==== Input data ====
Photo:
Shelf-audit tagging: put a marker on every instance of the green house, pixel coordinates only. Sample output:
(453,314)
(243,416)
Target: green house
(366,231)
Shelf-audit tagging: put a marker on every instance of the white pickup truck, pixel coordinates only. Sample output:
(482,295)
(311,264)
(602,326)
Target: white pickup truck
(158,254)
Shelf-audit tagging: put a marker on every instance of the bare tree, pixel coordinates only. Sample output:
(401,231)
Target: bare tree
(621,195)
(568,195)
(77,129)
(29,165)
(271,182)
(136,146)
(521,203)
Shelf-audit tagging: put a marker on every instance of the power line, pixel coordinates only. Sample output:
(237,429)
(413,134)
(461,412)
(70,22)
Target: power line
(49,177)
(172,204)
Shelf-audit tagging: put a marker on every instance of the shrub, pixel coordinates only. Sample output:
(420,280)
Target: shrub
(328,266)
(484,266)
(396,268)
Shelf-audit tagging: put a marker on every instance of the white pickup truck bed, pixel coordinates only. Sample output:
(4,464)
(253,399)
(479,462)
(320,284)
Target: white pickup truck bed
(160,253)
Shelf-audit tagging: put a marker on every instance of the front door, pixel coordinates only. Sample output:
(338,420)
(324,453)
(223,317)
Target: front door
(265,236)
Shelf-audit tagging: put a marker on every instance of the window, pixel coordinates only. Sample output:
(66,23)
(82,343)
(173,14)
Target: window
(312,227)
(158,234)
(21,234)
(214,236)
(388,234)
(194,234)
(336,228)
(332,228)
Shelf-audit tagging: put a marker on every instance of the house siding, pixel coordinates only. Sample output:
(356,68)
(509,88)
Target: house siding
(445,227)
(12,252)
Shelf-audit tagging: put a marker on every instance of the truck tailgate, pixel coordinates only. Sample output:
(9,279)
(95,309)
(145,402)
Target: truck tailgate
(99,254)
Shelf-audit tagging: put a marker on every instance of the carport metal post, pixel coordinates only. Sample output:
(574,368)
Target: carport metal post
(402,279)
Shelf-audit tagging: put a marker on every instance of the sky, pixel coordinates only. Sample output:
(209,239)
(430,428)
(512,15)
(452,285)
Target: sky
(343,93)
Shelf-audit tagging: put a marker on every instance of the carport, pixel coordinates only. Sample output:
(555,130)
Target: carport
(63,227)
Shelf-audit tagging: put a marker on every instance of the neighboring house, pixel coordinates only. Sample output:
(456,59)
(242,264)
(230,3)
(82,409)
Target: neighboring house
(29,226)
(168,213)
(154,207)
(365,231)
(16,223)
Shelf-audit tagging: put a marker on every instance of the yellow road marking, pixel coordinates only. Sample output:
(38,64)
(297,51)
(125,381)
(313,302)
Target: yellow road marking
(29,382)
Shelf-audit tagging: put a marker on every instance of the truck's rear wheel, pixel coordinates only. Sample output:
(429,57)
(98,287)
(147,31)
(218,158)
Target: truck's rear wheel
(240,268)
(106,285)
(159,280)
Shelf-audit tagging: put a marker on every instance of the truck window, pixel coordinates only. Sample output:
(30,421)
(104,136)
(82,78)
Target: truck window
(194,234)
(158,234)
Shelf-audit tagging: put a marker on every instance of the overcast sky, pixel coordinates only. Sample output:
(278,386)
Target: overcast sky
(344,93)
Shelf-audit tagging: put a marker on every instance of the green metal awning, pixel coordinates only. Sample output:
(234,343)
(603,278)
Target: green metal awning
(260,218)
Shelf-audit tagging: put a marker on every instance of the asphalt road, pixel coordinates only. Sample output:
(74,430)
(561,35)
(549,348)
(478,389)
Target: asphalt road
====
The entries above should be set down again exactly as they appear.

§ **Solution to the problem**:
Photo:
Shelf-audit tagging: put a marker on every instance of the green house, pixel coordinates only. Sample output:
(453,314)
(243,416)
Target: green house
(366,231)
Shelf-audit tagging: put a marker on every instance of the white pickup truck, pixel coordinates only. Sample output:
(482,295)
(311,264)
(602,326)
Target: white pickup truck
(158,254)
Shelf-audit tagging: put a marker on every instance of the bare tree, pixel coordinates only. Sample output:
(401,231)
Target: bare tree
(621,195)
(568,195)
(77,129)
(29,165)
(271,182)
(136,146)
(521,203)
Shelf-audit tagging: put a marker on every instance of the power line, pixel coordinates only. Sample output:
(237,429)
(413,134)
(461,412)
(70,22)
Target: power line
(49,177)
(172,204)
Shelf-audit tagging: put a marker on every instance of the shrub, pixel coordinates only. Sample output:
(420,280)
Target: shrub
(328,266)
(484,266)
(396,268)
Shelf-audit tagging: put a marker on every instance of the white pickup truck bed, pixel coordinates only. Sample output:
(4,464)
(253,399)
(479,462)
(320,284)
Target: white pickup truck bed
(160,253)
Shelf-audit tagging: put a marker on every instance of the front door, pixel coordinates only. Sample output:
(338,420)
(324,453)
(223,317)
Target: front door
(265,236)
Shelf-audit tagging: put a marker on every instance of the window, pixel coordinates only. Sample output:
(66,23)
(82,343)
(173,14)
Target: window
(312,227)
(158,234)
(21,234)
(214,236)
(388,234)
(194,234)
(336,228)
(332,228)
Shelf-audit tagging: put a marker on every instance of the house siding, pixel coordinates only. Sample output:
(356,68)
(509,88)
Target: house siding
(445,227)
(12,252)
Shelf-audit tagging: put a marker on every instance of the truck tailgate, pixel coordinates only. Sample output:
(9,279)
(95,309)
(145,402)
Target: truck tailgate
(99,254)
Shelf-audit tagging: put a marker on every instance of the carport metal post, pixel coordinates only. Sample output:
(574,368)
Target: carport metal post
(402,279)
Shelf-audit tagging: put a marker on every instance of the sky, pixel coordinates only. Sample output:
(209,239)
(430,428)
(512,15)
(452,285)
Target: sky
(343,93)
Shelf-audit tagging: put a marker on every instance of the carport, pixel coordinates only. Sample output:
(555,130)
Target: carport
(63,227)
Shelf-audit tagging: put a marker on every instance of the neighboring house, pixel coordinates only. Sample output:
(456,59)
(242,264)
(230,3)
(82,409)
Target: neighboring house
(29,226)
(168,213)
(154,207)
(365,231)
(16,223)
Shelf-audit tagging: put a marker on every instance of the yellow road marking, pixel coordinates only. Sample output:
(38,64)
(297,51)
(125,381)
(313,302)
Target: yellow road marking
(29,382)
Shelf-audit tagging: put a marker on every instance of the truck's rear wheel, pixel coordinates only. Sample output:
(429,57)
(98,287)
(147,31)
(218,158)
Target: truck's rear wheel
(240,268)
(106,285)
(159,280)
Shelf-audit tagging: put a marker on every instance of the truck window, pixel coordinates only. Sample output:
(30,421)
(104,136)
(82,78)
Target: truck window
(194,234)
(158,234)
Shelf-audit tagging: put a marker on every instance of the overcast sky, pixel coordinates only. Sample output:
(278,386)
Target: overcast sky
(344,93)
Shelf-audit tagging: put a marker on every instance of the green metal awning, pixel coordinates only. Sample output:
(234,343)
(603,278)
Target: green metal awning
(260,218)
Shelf-audit tagging: put a marker on every instance of the asphalt road, pixel coordinates only. Sample output:
(74,430)
(561,35)
(549,348)
(478,389)
Target: asphalt road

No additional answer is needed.